Referring expression pointing data:
BEGIN
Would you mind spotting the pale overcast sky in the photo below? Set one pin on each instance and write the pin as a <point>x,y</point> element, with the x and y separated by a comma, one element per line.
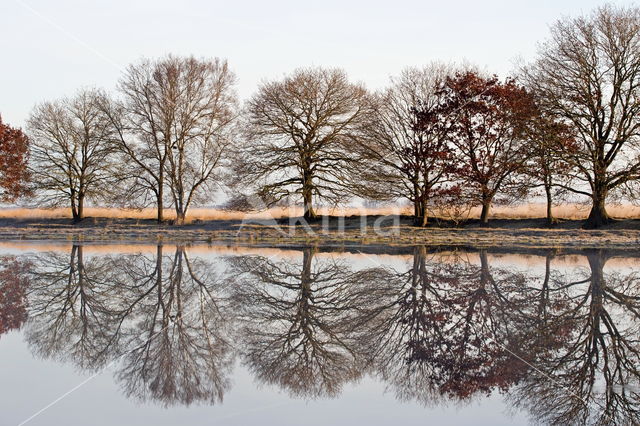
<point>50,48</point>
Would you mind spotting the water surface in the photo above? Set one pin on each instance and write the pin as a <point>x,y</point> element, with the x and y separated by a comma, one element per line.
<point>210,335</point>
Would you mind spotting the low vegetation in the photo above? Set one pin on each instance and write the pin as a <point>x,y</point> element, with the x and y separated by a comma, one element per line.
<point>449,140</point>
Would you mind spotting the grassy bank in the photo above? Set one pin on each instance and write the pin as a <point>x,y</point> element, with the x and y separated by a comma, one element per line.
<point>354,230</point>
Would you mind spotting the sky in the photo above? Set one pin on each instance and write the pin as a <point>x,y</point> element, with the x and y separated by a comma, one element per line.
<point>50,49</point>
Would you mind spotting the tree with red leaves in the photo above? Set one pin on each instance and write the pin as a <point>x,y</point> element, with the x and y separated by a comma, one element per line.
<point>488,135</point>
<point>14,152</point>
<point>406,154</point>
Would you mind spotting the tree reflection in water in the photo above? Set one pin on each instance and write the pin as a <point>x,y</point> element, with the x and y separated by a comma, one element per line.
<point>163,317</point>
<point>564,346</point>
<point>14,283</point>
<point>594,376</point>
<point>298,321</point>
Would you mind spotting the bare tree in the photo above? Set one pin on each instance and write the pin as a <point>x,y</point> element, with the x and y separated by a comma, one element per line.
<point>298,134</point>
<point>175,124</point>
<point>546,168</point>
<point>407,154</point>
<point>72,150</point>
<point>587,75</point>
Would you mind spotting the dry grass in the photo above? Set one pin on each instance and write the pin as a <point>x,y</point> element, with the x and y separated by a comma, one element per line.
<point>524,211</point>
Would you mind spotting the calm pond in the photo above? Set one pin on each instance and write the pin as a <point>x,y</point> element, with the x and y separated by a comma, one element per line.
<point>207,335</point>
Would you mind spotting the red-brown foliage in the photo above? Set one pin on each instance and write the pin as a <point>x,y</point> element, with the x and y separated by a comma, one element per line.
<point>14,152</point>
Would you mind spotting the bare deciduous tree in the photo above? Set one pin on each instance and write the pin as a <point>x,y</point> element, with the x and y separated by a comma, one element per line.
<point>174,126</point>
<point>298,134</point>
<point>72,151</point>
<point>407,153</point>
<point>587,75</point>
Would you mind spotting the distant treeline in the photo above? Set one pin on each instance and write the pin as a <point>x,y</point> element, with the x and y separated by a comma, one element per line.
END
Keeping the pictures out, print the entries above exactly as written.

Would you mind spotting the pale overcast sky in the photo below? Set one pin on each instance and write the pin as a <point>x,y</point> element, with the x and y separated by a comma, one element per line.
<point>50,48</point>
Would you mind spotting the water surface in the photo above? Set one pin on each instance and write the pin as a <point>x,y</point> element, with the x and y separated by a comma, one element per line.
<point>210,335</point>
Would you mind spotting the low vegetation in the photo above? Set one pin on each instance and write the pin as a <point>x,y</point> element, with the x and y separated by a comma, one element per line.
<point>449,140</point>
Would you mind spotting the grassy bank in the photo above? Set one pin on each instance and write the pin as a <point>x,y</point> element, with the x and y separated by a comma, one element per line.
<point>354,230</point>
Would you mind spotting the sky in the photo above? Set one pin on each instance and write the pin as a <point>x,y</point> element, with the x and y separated by a comma, one element per line.
<point>50,49</point>
Would you mind spotting the tree with red leaves in the photo above? Set one pin on each instance and write the pin as a <point>x,y</point> element, with the x and y separated by a comma, one element per line.
<point>488,135</point>
<point>14,152</point>
<point>406,154</point>
Would you mind spotting the tree reflection in water in the photo above? Set one pin on each instance and write the pin as a <point>x,y</point> element, with the x and y separated by a comma, one element per line.
<point>163,317</point>
<point>564,346</point>
<point>14,283</point>
<point>594,376</point>
<point>298,321</point>
Would you mind spotting the bare tree in the photo above? Set one pin on each instance and write the pin as a <point>x,y</point> element, with the x and y separated by a comma, one element per line.
<point>298,134</point>
<point>175,124</point>
<point>546,168</point>
<point>407,154</point>
<point>72,150</point>
<point>587,75</point>
Would you mind spotting the dry grass in the photo above? Set one pin on each instance and write the pin as a <point>x,y</point> element, with the x and y separated by a comma, one element per line.
<point>524,211</point>
Would you mind spotting the calm pond in the photo above? Set one pin on each instance and write the pin as a <point>x,y</point> element, with the x and y separated by a comma, one element per line.
<point>207,335</point>
Would you mind spotting the red-brown foliage in the photo above? Set one pin on each instance and write the pin as a <point>x,y</point> element, with the x and y separated by a comma, one element per line.
<point>14,152</point>
Would you mind spotting the bare deciduous tree in the photo above? Set one pin on each instance and write the pin as a <point>x,y</point> element, with the x and y separated by a comma, one element per line.
<point>174,126</point>
<point>298,134</point>
<point>72,151</point>
<point>407,153</point>
<point>587,75</point>
Would you mind spotting the distant treeline in the photo above? Set one pin on each instance and write the pin as a <point>x,y</point> element, with the x and y separated by a comma, one element per line.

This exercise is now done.